### TRY IT
Below is a listing to transcribe in full and exactly; keep the pictures out.

(SOURCE RECORDS begins)

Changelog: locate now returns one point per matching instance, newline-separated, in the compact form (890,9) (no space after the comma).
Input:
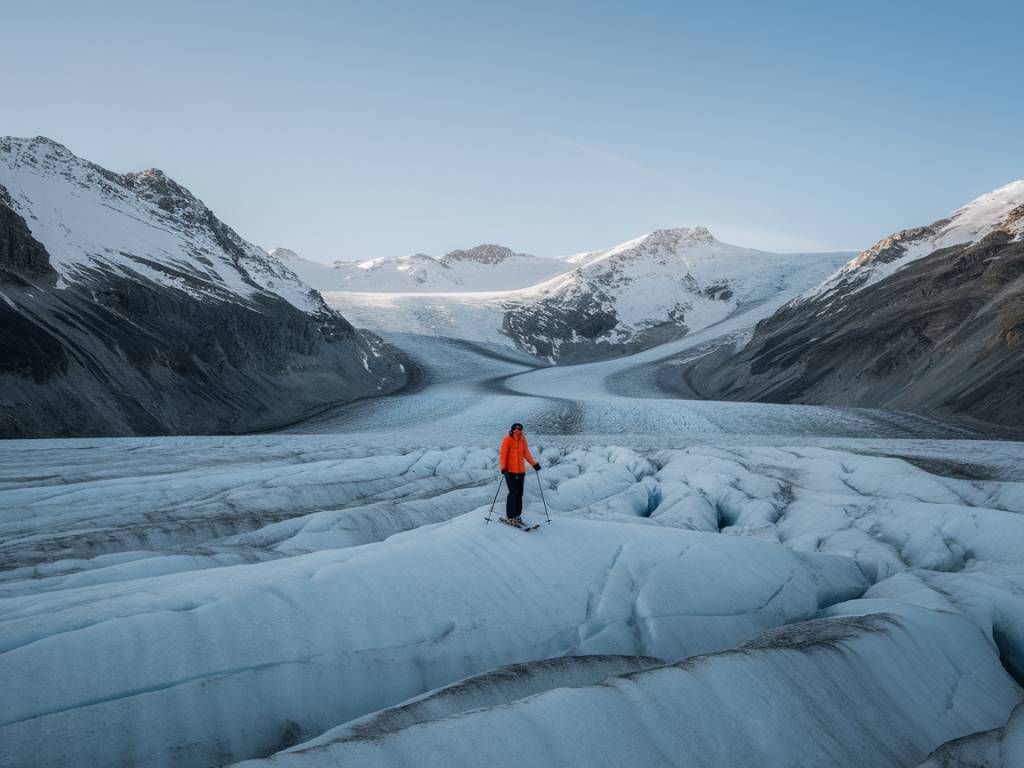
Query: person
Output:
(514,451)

(SOURCE RECORDS ends)

### RESPONSE TO THIS EXERCISE
Changelog: locate now returns one point per matching instance, newline-separated, in the compact form (890,9) (no space after the comma).
Input:
Query: person
Output:
(514,451)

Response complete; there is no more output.